* _Ausgangstext_
Seinen Namen möchte er nicht verraten. Gut, bei einem solch aufwändigen Hobby auch nachvollziehbar. Doch er wirft ein: So sei das gar nicht. Eigentlich geht es ihm nur darum, dass er findet, sein Name klinge wie eine verstimmt kreischende Geige. Leidenschaftlich gebe er andere Namen an, und da sei es doch besser, einem Magazin keinen als einen erfundenen zu geben.

Dass die Affären immer nur von beschränkter Dauer sind? Ach, so sehr beschäftige ihn das nicht. „Aber wissen Sie, was ein Problem ist? Immer weniger Menschen wissen, was ein Kurschatten eigentlich ist. Was passiert nur mit der Welt?“ Theatralisch knatschig wirft er sich gegen die Lehne, und man fragt sich fast, wie er überhaupt jemanden um den Finger wickelt.

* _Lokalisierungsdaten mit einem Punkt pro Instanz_
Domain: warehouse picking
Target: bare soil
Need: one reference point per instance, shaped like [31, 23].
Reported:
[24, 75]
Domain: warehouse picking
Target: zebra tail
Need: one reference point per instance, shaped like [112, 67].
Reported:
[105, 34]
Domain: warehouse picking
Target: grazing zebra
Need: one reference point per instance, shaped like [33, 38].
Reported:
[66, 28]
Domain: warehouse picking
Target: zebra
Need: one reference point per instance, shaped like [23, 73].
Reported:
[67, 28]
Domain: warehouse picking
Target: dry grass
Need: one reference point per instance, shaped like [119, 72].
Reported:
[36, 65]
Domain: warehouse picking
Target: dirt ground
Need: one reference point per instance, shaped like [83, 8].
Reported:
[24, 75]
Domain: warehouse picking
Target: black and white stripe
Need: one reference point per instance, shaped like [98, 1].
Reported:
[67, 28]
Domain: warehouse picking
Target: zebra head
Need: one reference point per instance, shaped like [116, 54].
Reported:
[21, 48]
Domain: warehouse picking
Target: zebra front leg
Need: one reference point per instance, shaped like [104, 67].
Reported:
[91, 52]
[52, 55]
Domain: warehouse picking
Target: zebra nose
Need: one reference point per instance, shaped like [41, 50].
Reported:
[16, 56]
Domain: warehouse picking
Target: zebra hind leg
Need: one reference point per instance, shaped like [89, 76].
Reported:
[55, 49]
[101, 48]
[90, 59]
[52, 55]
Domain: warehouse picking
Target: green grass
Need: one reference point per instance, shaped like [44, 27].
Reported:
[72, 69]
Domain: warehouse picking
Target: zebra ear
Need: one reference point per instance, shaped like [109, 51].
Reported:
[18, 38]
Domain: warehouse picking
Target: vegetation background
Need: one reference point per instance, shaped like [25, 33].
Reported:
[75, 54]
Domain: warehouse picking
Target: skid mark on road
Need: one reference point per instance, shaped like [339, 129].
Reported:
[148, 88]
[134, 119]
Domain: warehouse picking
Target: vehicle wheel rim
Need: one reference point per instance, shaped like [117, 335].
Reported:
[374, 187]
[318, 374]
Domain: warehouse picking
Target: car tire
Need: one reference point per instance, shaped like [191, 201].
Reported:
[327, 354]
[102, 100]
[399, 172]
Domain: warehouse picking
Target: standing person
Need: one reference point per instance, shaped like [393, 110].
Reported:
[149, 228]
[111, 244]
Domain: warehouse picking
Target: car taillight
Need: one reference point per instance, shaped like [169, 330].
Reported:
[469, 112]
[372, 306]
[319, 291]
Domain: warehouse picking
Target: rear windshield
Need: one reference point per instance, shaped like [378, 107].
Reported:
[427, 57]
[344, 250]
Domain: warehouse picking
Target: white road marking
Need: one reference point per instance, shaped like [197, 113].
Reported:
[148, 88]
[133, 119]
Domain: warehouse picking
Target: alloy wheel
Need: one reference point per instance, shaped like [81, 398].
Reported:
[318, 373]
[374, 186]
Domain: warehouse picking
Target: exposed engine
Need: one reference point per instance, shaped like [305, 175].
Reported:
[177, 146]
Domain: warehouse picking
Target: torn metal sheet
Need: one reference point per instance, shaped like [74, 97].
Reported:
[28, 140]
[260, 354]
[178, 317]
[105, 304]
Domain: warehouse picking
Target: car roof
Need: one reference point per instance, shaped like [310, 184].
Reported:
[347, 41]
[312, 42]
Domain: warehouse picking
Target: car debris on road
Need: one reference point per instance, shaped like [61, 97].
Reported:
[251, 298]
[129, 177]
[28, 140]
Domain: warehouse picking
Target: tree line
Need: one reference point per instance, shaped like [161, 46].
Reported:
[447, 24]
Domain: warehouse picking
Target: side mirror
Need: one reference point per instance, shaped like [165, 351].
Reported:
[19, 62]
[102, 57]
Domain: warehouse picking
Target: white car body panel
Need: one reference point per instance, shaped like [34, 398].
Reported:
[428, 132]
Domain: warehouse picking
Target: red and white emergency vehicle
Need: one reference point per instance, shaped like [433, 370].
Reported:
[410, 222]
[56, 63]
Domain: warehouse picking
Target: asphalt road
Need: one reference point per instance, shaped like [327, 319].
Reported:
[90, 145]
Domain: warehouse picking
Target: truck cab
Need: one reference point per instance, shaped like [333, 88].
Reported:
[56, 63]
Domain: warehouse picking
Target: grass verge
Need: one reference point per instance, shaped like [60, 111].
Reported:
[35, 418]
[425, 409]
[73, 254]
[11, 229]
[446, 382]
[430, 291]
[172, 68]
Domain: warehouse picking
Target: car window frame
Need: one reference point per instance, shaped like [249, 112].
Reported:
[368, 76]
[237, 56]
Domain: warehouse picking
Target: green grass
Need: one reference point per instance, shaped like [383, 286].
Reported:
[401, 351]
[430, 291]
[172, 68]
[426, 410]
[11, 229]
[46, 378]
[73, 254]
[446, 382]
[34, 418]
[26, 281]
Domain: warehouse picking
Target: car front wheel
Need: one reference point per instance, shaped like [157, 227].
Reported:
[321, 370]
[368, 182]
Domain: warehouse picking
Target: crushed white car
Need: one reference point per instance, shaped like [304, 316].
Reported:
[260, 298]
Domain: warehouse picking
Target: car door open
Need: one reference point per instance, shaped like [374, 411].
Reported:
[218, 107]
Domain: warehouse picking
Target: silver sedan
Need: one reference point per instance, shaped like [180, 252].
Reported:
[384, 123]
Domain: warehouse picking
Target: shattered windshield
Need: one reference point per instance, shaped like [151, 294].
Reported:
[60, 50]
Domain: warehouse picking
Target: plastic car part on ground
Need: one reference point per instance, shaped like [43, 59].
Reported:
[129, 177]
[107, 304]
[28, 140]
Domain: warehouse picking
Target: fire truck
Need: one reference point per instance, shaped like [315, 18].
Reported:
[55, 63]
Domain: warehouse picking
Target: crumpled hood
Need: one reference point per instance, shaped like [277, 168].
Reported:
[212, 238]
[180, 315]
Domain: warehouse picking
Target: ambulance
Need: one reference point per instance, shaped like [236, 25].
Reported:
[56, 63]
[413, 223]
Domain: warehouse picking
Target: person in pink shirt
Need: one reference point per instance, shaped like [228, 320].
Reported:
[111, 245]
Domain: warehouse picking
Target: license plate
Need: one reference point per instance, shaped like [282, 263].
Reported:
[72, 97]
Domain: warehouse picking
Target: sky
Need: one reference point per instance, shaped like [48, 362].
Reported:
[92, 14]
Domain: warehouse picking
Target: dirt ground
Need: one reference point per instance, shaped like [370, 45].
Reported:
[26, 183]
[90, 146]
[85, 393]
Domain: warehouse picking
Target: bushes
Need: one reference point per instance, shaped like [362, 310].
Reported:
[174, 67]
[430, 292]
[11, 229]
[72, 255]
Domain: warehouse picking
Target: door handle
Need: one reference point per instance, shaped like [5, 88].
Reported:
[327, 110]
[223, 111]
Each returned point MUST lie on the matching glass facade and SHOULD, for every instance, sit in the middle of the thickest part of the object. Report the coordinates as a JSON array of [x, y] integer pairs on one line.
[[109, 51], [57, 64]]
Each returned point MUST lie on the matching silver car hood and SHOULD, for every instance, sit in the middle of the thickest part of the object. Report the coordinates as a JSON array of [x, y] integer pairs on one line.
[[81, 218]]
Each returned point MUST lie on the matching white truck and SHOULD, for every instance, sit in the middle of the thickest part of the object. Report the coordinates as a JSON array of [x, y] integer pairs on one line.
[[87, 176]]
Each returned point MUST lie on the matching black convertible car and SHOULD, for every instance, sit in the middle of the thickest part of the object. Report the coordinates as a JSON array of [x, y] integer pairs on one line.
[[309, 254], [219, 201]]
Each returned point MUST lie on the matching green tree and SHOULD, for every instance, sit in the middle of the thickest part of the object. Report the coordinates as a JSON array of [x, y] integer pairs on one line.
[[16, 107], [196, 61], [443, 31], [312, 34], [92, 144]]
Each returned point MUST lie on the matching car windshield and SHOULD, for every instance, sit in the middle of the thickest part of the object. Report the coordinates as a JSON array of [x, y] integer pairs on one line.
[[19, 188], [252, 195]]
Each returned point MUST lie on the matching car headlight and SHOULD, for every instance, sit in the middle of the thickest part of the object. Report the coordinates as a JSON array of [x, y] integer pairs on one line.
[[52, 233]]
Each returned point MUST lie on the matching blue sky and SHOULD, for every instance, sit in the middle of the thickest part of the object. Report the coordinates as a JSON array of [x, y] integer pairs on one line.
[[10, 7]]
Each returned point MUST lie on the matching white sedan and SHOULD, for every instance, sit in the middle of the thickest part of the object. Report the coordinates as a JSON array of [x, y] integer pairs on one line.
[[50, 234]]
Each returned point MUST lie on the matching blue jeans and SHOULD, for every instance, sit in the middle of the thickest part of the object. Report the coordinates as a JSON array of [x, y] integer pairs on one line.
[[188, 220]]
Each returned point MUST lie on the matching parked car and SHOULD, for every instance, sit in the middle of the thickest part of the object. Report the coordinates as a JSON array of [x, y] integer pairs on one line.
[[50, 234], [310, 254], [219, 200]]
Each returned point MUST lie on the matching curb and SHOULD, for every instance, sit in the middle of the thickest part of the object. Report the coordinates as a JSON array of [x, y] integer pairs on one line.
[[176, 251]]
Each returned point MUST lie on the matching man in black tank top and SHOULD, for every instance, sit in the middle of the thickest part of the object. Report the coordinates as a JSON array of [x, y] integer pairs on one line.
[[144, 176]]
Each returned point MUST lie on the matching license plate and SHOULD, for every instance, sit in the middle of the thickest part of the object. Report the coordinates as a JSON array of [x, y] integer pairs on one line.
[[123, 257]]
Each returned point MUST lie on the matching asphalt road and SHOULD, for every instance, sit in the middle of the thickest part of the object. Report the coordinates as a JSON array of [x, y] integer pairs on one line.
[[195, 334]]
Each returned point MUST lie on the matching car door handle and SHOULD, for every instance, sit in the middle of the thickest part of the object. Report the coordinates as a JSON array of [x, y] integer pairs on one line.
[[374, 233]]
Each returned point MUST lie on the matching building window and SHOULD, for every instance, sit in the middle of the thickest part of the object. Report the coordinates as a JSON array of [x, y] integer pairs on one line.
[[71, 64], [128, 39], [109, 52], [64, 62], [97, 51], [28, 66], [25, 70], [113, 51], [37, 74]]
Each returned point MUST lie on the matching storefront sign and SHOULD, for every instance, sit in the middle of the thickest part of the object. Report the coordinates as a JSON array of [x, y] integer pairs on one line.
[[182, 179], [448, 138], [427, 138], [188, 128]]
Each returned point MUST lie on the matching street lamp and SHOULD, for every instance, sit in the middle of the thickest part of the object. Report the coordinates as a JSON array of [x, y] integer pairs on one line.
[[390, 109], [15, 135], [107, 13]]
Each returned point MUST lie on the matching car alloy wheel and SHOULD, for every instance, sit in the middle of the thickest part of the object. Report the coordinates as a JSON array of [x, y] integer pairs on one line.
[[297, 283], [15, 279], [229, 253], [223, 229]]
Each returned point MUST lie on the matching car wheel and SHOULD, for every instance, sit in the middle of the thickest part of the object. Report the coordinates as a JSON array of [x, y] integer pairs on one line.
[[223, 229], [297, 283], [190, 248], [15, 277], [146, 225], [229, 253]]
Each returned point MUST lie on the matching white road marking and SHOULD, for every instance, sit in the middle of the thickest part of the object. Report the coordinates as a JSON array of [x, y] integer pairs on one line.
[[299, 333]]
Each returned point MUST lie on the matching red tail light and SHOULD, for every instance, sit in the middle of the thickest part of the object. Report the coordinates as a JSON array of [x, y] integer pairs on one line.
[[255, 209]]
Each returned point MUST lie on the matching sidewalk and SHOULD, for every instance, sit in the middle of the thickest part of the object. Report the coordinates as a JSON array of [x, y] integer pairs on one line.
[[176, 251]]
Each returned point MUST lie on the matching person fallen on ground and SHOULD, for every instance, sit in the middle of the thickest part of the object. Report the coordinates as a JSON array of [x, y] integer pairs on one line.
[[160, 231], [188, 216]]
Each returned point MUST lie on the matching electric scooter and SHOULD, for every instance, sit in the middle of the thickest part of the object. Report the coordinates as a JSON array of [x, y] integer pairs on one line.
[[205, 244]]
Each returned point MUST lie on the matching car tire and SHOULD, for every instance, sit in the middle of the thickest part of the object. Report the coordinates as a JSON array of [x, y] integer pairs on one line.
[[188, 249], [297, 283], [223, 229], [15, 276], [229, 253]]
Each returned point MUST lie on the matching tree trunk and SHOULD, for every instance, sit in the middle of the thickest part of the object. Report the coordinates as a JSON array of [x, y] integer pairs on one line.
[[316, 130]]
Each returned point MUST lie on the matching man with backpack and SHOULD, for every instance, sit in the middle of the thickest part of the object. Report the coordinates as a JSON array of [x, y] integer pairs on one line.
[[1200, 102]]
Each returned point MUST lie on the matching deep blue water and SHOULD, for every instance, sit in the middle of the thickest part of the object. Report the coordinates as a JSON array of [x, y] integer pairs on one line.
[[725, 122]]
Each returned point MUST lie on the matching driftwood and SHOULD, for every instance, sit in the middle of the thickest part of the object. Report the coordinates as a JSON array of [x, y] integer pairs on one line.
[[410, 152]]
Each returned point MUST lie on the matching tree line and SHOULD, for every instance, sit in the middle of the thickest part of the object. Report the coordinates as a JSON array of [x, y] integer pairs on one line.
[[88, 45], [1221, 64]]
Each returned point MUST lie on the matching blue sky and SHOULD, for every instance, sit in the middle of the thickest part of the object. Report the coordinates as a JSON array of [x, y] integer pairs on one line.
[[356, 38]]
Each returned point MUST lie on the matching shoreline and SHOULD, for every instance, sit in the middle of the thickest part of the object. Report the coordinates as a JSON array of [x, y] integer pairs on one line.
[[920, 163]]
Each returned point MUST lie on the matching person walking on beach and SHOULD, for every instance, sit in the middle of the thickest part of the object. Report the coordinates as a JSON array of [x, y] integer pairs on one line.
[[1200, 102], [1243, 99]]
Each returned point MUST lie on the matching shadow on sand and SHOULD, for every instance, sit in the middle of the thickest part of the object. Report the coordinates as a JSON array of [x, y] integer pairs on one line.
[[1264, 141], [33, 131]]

* _Aufgabenstellung_
Prüfen Sie, ob die folgenden Aussagen mit dem Ausgangstext übereinstimmen, und belegen Sie jede Antwort (ja oder nein) mit einem wörtlichen Zitat aus dem Ausgangstext. 1. Er verschweigt seinen Namen wegen seines aufwändigen Hobbys. 2. Die beschränkte Dauer der Affären beschäftigt ihn sehr. 3. Er beklagt, dass immer weniger Menschen wissen, was ein Kurschatten ist.

* _Ergebnis_
1. Nein: „So sei das gar nicht. Eigentlich geht es ihm nur darum, dass er findet, sein Name klinge wie eine verstimmt kreischende Geige.“
2. Nein: „Ach, so sehr beschäftige ihn das nicht.“
3. Ja: „Immer weniger Menschen wissen, was ein Kurschatten eigentlich ist.“